======== RECORDS ========
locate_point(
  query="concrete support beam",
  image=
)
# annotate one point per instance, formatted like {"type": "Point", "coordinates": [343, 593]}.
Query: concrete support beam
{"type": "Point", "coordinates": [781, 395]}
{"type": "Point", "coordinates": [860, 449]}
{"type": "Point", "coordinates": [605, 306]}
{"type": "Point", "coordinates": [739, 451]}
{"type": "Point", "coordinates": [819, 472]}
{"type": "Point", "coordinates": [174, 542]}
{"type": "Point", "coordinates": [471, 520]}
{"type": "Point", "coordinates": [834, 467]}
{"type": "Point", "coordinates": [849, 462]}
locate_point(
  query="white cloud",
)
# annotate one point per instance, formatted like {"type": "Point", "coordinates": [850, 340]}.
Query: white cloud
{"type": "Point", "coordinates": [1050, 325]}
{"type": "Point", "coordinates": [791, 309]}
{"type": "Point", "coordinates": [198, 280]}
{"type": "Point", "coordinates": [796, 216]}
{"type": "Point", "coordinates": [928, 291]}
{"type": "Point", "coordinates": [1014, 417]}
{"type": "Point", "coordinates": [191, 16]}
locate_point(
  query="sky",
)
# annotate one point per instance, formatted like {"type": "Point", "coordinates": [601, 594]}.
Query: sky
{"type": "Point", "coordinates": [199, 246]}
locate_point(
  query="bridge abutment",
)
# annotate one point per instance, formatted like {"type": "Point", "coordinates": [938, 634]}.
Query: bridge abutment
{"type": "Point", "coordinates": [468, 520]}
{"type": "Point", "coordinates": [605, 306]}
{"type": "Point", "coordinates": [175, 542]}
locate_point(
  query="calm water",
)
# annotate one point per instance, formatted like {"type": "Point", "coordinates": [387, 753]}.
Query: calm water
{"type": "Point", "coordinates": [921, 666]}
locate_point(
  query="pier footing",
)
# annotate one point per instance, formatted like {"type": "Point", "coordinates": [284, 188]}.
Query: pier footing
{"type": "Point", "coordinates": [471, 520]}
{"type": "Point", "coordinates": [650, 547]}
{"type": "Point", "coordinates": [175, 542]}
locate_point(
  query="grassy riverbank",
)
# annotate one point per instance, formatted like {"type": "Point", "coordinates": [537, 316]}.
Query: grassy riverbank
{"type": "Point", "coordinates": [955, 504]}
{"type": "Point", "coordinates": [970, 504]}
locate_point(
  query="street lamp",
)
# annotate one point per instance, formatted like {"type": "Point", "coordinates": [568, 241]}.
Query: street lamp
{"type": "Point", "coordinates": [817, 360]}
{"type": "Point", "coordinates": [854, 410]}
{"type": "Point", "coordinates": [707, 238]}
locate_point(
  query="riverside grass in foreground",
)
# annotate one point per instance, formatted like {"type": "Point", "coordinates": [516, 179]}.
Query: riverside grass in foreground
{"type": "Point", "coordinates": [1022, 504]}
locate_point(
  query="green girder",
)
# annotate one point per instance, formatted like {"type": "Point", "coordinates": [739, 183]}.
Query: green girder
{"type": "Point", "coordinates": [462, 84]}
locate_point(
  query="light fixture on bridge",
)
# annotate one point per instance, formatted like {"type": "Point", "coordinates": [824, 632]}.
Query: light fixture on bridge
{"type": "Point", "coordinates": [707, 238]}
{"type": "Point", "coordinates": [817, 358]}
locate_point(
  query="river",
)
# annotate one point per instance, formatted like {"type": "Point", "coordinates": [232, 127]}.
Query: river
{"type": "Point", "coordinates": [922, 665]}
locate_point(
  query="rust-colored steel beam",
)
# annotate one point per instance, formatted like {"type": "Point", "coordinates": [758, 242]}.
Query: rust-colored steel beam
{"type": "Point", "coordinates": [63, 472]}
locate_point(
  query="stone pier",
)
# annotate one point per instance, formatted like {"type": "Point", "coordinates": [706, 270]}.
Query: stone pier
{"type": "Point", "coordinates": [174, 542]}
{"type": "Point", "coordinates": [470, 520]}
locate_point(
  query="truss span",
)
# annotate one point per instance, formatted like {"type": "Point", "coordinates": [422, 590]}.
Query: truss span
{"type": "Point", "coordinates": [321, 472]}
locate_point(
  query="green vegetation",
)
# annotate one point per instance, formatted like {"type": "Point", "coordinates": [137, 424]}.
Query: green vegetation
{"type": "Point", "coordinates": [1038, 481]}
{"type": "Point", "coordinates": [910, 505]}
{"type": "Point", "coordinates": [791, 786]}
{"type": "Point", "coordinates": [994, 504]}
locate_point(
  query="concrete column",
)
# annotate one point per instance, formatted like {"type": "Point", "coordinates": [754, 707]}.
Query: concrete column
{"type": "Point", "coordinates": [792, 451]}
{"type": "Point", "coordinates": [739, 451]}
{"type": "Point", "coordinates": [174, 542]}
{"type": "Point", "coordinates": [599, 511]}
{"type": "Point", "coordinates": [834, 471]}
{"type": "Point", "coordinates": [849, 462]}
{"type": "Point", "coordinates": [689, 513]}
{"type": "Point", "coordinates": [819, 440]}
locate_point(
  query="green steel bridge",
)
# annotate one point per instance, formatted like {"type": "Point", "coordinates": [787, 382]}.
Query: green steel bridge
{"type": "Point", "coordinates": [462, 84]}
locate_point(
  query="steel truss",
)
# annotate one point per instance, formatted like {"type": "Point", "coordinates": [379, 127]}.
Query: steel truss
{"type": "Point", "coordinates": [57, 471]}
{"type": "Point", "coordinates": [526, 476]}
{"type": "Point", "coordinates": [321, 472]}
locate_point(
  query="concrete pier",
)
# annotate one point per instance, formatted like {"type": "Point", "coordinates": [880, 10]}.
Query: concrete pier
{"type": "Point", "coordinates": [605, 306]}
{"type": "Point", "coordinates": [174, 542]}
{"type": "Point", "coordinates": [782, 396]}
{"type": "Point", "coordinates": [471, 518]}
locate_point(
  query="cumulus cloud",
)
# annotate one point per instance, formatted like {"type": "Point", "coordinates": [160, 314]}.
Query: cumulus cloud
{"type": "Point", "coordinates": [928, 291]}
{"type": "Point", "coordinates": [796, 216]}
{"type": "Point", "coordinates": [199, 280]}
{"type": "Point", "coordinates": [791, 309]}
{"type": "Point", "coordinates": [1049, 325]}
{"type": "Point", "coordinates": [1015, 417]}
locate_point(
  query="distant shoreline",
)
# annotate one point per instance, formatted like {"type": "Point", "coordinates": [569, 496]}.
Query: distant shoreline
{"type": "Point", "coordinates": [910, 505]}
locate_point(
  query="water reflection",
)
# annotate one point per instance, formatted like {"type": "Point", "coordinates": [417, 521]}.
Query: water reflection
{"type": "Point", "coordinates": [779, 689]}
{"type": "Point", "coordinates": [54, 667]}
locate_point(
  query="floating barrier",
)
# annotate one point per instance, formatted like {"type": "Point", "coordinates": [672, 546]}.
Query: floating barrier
========
→ YOUR OBJECTIVE
Please reproduce the material above exactly, line by line.

→ SOLVED PROBLEM
locate_point(
  query="concrete support beam",
  image=
)
# annotate one point per instance, formatted like {"type": "Point", "coordinates": [343, 593]}.
Query: concrete support beam
{"type": "Point", "coordinates": [781, 395]}
{"type": "Point", "coordinates": [860, 449]}
{"type": "Point", "coordinates": [605, 306]}
{"type": "Point", "coordinates": [739, 451]}
{"type": "Point", "coordinates": [819, 472]}
{"type": "Point", "coordinates": [174, 542]}
{"type": "Point", "coordinates": [471, 520]}
{"type": "Point", "coordinates": [834, 467]}
{"type": "Point", "coordinates": [849, 462]}
locate_point(
  query="white cloud",
)
# annotate one point per instance, formatted like {"type": "Point", "coordinates": [850, 340]}.
Query: white cloud
{"type": "Point", "coordinates": [1050, 325]}
{"type": "Point", "coordinates": [791, 309]}
{"type": "Point", "coordinates": [198, 280]}
{"type": "Point", "coordinates": [796, 216]}
{"type": "Point", "coordinates": [928, 291]}
{"type": "Point", "coordinates": [1014, 417]}
{"type": "Point", "coordinates": [191, 16]}
locate_point(
  query="sky",
)
# annotate one point per instance, formatted like {"type": "Point", "coordinates": [601, 594]}.
Query: sky
{"type": "Point", "coordinates": [199, 246]}
locate_point(
  query="bridge abutment",
)
# annotate one point per instance, formatted like {"type": "Point", "coordinates": [938, 634]}.
Query: bridge abutment
{"type": "Point", "coordinates": [468, 520]}
{"type": "Point", "coordinates": [605, 306]}
{"type": "Point", "coordinates": [175, 542]}
locate_point(
  query="calm water",
)
# annotate one point per instance, formatted like {"type": "Point", "coordinates": [387, 753]}.
Query: calm water
{"type": "Point", "coordinates": [921, 666]}
locate_point(
  query="pier footing",
)
# annotate one point per instance, formatted like {"type": "Point", "coordinates": [284, 188]}.
Query: pier footing
{"type": "Point", "coordinates": [471, 520]}
{"type": "Point", "coordinates": [650, 547]}
{"type": "Point", "coordinates": [175, 542]}
locate_point(
  query="grassy riverbank",
)
# annotate one point per instance, formatted like {"type": "Point", "coordinates": [537, 316]}.
Query: grassy riverbank
{"type": "Point", "coordinates": [955, 504]}
{"type": "Point", "coordinates": [970, 504]}
locate_point(
  query="street lamp",
)
# annotate one point per instance, formatted like {"type": "Point", "coordinates": [568, 241]}.
Query: street lamp
{"type": "Point", "coordinates": [817, 360]}
{"type": "Point", "coordinates": [854, 410]}
{"type": "Point", "coordinates": [707, 238]}
locate_point(
  query="riverside grass in foreground",
)
# annotate one point per instance, formatted like {"type": "Point", "coordinates": [516, 179]}.
Query: riverside grass in foreground
{"type": "Point", "coordinates": [1022, 504]}
locate_point(
  query="green girder",
)
# annotate one point per instance, formatted like {"type": "Point", "coordinates": [739, 183]}.
Query: green girder
{"type": "Point", "coordinates": [462, 84]}
locate_point(
  query="light fixture on bridge",
)
# annotate one point per instance, formatted like {"type": "Point", "coordinates": [824, 632]}.
Query: light fixture on bridge
{"type": "Point", "coordinates": [707, 238]}
{"type": "Point", "coordinates": [817, 358]}
locate_point(
  query="river",
)
# annotate one point per instance, formatted like {"type": "Point", "coordinates": [232, 127]}.
Query: river
{"type": "Point", "coordinates": [922, 665]}
locate_point(
  query="rust-colored steel beam",
)
# annotate one point per instance, formatted like {"type": "Point", "coordinates": [758, 242]}.
Query: rust-colored steel beam
{"type": "Point", "coordinates": [63, 472]}
locate_point(
  query="stone pier",
)
# annotate one point per instance, formatted like {"type": "Point", "coordinates": [706, 270]}.
Query: stone pier
{"type": "Point", "coordinates": [174, 542]}
{"type": "Point", "coordinates": [470, 520]}
locate_point(
  query="truss span",
)
# annotate one point per instance, formatted like {"type": "Point", "coordinates": [422, 590]}.
Query: truss span
{"type": "Point", "coordinates": [321, 472]}
locate_point(
  query="green vegetation",
)
# annotate one point per instance, formatted like {"type": "Point", "coordinates": [137, 424]}.
Query: green vegetation
{"type": "Point", "coordinates": [1038, 481]}
{"type": "Point", "coordinates": [910, 505]}
{"type": "Point", "coordinates": [791, 786]}
{"type": "Point", "coordinates": [994, 504]}
locate_point(
  query="concrete column",
)
# annotate one point per instance, formatted like {"type": "Point", "coordinates": [754, 707]}.
Query: concrete column
{"type": "Point", "coordinates": [792, 451]}
{"type": "Point", "coordinates": [739, 451]}
{"type": "Point", "coordinates": [174, 542]}
{"type": "Point", "coordinates": [599, 511]}
{"type": "Point", "coordinates": [834, 471]}
{"type": "Point", "coordinates": [849, 462]}
{"type": "Point", "coordinates": [689, 513]}
{"type": "Point", "coordinates": [819, 440]}
locate_point(
  query="green steel bridge",
)
# annotate one point per instance, formatted like {"type": "Point", "coordinates": [787, 382]}.
Query: green steel bridge
{"type": "Point", "coordinates": [462, 84]}
locate_point(
  query="steel truss",
)
# annotate one point per instance, formatted like {"type": "Point", "coordinates": [379, 127]}.
Query: steel truss
{"type": "Point", "coordinates": [57, 471]}
{"type": "Point", "coordinates": [526, 476]}
{"type": "Point", "coordinates": [321, 472]}
locate_point(
  query="concrete pier",
)
# annotate one point per instance, formatted like {"type": "Point", "coordinates": [880, 10]}.
Query: concrete pier
{"type": "Point", "coordinates": [605, 306]}
{"type": "Point", "coordinates": [174, 542]}
{"type": "Point", "coordinates": [782, 396]}
{"type": "Point", "coordinates": [471, 518]}
locate_point(
  query="cumulus cloud",
)
# annotate one point per instance, formatted like {"type": "Point", "coordinates": [160, 314]}.
Query: cumulus cloud
{"type": "Point", "coordinates": [928, 291]}
{"type": "Point", "coordinates": [796, 216]}
{"type": "Point", "coordinates": [199, 280]}
{"type": "Point", "coordinates": [791, 309]}
{"type": "Point", "coordinates": [1049, 325]}
{"type": "Point", "coordinates": [1015, 417]}
locate_point(
  query="distant shoreline",
)
# annotate one point per instance, formatted like {"type": "Point", "coordinates": [569, 496]}.
Query: distant shoreline
{"type": "Point", "coordinates": [910, 505]}
locate_point(
  query="water reflection",
)
# annotate one point per instance, formatted like {"type": "Point", "coordinates": [417, 521]}.
Query: water reflection
{"type": "Point", "coordinates": [779, 689]}
{"type": "Point", "coordinates": [54, 667]}
locate_point(
  query="floating barrier",
)
# annotate one point per instance, formatted like {"type": "Point", "coordinates": [672, 546]}.
Query: floating barrier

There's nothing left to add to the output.